# What you will do:
1 - List every line in the entries below that contains the string "wall".
2 - Continue the passage on PCI TV capture chips below, starting right after its last sentence.

# Supplied text:
◆ ◆ ◆ ◆ ◆
Connexant have two common PCI TV capture ICs - the Fusion 87x and CX288x familys. The Fusion 878 has a single channel A/D converter that captures 16bit LE signed audio at 32-448kHz - most boards have a line from the Tuner or audio switching IC to the A/D converter. The CX288x family have a more sophisticated audio processor that can do AM and FM-FM analog inputs at 32kHz and 44.1kHz onto the PCI bus. It also has a NICAM digital stereo decoder onboard. Just about all of Hauppauge's analog capture cards without an MPEG decoder are BT878 or CX288x based, as are most of Pinnacles older cards and most LeadTek cards. The BT878 has been by far the most common capture IC on the market over the last 4 years or so, although Connexant are trying to phase it out in favour of the CX288x. Even so the mainland Chinese OEMs continue to churn out BT878 based cards by the thousands under literally hundreds of different brandnames. The CX288x is also very common found on "Blackbird" reference design cards with the companion cx23416 MPEG2 encoder chip - most of the new Hauppauge WinTV PVR cards are based on the "Blackbird" referece design.

Philips have two major families of PCI capture IC's - the SAA713x and the SAA7146. The latter is usually only seen on MPEG capture cards (like the Philips "Empress" reference design) and a lot of the first generation DVB-S reciever cards (which were almost all based on either Siemens or Technotrend reference designs). The SAA713x is becoming very common - it has an AM and FM-FM decoder and onboard A/D convertor for audio that can capture at 32kHz, 44.1kHz and 48kHz. It also has a NICAM digital stereo audio reciever. Most of Pinnacle's newer analog and analog-DVB hybrid cards use the SAA7134, Asus's TV-FM cards use either the SAA7133 or SAA7135, as do a lot of the Compro cards. There are also a couple of Chinese mainland OEMs offering samples of SAA7133 cards based on slightly modified copies of Philips reference design, so they should become even more common in the near future.
◆ ◆ ◆ ◆ ◆
# Material provided:
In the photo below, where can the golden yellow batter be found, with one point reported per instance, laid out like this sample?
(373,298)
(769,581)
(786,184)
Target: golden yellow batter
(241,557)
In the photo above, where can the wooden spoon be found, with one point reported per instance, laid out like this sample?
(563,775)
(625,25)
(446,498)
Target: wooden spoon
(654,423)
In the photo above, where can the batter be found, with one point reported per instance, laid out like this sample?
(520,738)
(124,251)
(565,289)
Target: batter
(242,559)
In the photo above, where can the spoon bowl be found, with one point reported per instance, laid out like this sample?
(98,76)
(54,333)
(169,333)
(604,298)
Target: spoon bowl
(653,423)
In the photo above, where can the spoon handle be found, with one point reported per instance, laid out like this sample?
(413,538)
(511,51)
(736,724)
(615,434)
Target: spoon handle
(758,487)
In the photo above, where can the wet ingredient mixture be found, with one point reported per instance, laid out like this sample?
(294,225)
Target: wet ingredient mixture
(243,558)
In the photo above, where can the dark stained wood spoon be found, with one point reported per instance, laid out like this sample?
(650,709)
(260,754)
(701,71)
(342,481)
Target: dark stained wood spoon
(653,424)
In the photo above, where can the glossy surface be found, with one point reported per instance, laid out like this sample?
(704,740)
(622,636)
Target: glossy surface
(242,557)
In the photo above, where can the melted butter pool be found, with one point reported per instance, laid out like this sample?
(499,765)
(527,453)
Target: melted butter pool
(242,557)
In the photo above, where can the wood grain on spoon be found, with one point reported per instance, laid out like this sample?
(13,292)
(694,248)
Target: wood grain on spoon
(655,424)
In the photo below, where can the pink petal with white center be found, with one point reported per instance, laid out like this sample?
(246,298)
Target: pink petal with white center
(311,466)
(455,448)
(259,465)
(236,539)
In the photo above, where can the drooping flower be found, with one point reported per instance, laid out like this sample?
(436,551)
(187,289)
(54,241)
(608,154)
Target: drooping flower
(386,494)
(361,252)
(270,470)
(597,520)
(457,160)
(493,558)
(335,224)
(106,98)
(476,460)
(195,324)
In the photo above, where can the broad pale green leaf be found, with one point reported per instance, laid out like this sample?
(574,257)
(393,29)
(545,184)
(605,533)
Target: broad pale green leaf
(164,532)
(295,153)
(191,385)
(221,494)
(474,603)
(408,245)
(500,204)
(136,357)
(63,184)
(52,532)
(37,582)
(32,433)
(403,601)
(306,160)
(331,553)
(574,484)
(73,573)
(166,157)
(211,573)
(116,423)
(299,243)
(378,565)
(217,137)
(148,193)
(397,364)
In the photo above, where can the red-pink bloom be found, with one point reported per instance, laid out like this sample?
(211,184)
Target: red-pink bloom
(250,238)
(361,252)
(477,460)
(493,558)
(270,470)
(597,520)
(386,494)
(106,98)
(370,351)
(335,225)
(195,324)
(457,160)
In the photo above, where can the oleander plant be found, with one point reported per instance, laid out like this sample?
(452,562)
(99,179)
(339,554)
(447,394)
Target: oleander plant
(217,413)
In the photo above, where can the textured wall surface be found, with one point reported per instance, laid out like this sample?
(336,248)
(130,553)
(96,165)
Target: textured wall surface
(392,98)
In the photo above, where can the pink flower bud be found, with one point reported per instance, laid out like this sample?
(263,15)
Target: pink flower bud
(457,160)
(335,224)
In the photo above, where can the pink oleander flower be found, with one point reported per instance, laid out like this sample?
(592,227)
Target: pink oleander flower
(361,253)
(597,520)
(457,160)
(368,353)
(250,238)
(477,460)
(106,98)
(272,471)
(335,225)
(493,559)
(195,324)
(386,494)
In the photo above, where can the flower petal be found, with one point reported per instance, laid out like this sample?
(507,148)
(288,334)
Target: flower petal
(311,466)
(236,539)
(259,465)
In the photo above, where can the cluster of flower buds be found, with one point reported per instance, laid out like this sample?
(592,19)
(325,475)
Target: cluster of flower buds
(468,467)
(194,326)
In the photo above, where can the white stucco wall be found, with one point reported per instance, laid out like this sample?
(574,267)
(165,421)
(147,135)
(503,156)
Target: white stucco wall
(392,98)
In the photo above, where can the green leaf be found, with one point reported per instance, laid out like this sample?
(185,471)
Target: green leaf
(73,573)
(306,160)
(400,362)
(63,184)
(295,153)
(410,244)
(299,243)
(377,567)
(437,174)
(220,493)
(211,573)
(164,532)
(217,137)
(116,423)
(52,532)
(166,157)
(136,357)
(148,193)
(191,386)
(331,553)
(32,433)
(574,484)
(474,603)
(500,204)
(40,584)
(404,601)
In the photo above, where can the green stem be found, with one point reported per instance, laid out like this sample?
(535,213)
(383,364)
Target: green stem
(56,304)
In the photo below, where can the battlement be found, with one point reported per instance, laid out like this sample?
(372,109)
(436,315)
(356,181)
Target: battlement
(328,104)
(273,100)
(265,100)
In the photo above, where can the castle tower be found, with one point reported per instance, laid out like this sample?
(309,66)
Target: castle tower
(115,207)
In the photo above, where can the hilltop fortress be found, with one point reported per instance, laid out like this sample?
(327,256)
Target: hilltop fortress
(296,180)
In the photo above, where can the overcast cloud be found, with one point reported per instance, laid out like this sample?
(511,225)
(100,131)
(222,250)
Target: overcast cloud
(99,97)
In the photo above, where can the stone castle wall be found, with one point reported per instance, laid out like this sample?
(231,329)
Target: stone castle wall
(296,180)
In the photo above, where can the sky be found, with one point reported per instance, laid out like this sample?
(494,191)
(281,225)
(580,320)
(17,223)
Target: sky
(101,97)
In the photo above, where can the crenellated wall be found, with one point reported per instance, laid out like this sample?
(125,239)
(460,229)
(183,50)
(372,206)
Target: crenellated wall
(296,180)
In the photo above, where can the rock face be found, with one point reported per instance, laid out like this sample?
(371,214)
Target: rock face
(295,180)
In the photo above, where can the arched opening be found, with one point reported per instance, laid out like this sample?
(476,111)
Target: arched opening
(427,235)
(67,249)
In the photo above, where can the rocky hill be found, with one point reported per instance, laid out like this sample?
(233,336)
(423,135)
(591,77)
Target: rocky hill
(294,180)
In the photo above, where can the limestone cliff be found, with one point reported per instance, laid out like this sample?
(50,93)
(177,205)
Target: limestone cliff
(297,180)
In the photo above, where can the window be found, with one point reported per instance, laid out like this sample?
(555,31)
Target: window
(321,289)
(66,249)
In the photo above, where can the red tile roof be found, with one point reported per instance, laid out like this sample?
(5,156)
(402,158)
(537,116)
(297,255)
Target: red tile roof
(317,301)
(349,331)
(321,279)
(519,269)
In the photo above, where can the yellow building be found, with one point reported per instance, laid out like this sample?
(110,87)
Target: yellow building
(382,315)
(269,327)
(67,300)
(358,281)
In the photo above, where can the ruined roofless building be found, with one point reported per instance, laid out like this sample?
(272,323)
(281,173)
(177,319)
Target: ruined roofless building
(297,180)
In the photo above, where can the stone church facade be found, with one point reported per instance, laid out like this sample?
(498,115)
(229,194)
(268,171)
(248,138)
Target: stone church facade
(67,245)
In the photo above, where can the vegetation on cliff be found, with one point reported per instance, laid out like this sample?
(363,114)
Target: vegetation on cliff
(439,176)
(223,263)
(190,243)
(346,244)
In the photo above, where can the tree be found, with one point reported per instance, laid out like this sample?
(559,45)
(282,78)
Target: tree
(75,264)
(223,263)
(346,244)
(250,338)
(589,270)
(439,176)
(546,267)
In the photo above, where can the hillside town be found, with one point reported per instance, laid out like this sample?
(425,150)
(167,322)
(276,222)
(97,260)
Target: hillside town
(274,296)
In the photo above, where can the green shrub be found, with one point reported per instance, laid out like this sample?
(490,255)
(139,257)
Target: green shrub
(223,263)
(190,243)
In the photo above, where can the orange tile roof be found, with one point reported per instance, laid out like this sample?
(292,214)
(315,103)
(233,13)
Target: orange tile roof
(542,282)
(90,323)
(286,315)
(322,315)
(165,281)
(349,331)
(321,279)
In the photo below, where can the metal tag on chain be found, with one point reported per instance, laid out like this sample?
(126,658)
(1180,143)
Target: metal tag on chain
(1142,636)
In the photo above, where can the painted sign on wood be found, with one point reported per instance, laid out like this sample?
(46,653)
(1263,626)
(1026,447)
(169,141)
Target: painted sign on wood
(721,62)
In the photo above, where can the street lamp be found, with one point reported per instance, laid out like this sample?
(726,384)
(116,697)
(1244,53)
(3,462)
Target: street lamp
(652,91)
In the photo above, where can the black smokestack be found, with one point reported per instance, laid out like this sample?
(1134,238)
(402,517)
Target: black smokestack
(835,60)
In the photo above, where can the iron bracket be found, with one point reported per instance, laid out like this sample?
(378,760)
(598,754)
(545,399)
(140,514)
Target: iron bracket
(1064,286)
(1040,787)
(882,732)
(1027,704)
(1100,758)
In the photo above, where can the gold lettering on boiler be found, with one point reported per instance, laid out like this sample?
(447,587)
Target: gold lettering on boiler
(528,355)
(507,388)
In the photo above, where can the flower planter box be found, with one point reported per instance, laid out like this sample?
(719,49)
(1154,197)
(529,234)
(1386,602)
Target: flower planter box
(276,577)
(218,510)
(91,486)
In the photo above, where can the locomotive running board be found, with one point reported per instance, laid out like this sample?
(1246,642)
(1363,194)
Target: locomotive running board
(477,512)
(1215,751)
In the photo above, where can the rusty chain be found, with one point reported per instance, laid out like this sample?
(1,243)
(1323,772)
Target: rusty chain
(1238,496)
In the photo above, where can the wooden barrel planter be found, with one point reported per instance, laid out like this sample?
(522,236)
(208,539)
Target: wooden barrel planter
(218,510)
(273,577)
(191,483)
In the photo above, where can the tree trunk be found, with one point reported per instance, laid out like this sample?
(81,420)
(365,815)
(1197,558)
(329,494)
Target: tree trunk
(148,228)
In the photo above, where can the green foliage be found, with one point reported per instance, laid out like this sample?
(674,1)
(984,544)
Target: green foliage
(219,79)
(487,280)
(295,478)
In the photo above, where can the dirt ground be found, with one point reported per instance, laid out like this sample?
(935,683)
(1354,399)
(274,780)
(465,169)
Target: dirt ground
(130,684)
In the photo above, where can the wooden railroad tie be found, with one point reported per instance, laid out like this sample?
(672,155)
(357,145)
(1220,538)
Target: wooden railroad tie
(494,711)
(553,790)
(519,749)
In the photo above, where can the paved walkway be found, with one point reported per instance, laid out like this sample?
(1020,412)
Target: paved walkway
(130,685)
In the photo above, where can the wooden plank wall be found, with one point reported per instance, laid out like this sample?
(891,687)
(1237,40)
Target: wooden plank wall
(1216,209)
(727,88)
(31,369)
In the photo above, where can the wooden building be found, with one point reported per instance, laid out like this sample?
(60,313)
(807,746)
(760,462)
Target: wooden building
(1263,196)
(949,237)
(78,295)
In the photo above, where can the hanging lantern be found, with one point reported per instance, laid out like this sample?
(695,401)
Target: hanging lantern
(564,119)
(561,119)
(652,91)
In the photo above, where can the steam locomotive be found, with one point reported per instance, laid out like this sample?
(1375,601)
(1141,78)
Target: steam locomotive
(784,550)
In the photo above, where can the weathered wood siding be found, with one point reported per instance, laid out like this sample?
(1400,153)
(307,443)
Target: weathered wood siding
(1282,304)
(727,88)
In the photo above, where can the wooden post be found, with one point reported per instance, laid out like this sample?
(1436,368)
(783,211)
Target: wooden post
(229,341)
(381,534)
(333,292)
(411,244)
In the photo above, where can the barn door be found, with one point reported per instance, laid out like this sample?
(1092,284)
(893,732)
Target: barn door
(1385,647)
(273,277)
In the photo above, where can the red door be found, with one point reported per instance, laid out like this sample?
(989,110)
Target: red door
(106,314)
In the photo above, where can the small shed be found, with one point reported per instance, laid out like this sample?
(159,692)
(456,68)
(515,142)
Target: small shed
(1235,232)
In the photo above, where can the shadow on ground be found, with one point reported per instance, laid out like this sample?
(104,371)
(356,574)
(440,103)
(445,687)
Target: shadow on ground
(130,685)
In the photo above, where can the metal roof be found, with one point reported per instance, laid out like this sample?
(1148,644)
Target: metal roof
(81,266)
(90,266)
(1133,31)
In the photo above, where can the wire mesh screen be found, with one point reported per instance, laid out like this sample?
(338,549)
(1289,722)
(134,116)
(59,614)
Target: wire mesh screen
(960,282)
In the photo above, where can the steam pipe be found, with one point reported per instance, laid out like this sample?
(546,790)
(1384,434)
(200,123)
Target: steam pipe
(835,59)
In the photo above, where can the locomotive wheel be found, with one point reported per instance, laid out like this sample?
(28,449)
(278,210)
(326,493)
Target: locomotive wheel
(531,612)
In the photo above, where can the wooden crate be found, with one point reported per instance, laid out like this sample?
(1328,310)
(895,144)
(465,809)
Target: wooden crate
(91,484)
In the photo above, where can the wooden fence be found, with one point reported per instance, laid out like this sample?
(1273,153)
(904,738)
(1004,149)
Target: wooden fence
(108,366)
◆ ◆ ◆ ◆ ◆
# Responses to the exercise:
1 -
In the photo above, where can the textured wall surface be found, with one point reported per instance, laid out like this sample?
Target: textured wall surface
In the photo above, where can the white stucco wall be found, with one point reported per instance, laid out like this sample?
Target: white stucco wall
In the photo above, where can the stone castle wall be found, with one point reported per instance, laid out like this sample?
Target: stone castle wall
In the photo above, where can the crenellated wall be found, with one point reported per instance, laid out like this sample?
Target: crenellated wall
In the photo above, where can the wooden plank wall be found, with one point reported per instance, laid out like this sample?
Target: wooden plank wall

2 -
All of the abovementioned chipsets also show up in a lot of Digital TV receiver cards, although they are usually only being used as a PCI bridge and I2C bus controller in those applications - an external digital TV dmux IC takes the signal from the tuner, demuxes the stream and outputs the MPEG-TS to the TV chip for PCI bus master transfers. On BT878 and SA7146 based cards the MPEG-TS stream goes over the digital audio input line, the CX288x and SAA713x chips have dedicated MPEG stream input ports for external MPEG sources like analog encoder chips and digital TV demux chips. Even though many of these terrestrial digital TV cards are theoretically capable of analog TV capture, almost all of them cannot because the Tuner is only connected to the digital tv demux chip and not the TV capture chip itself. The Pinnacle Mediacentre 300i is one of the few that can do both analog and digital reception on the same card.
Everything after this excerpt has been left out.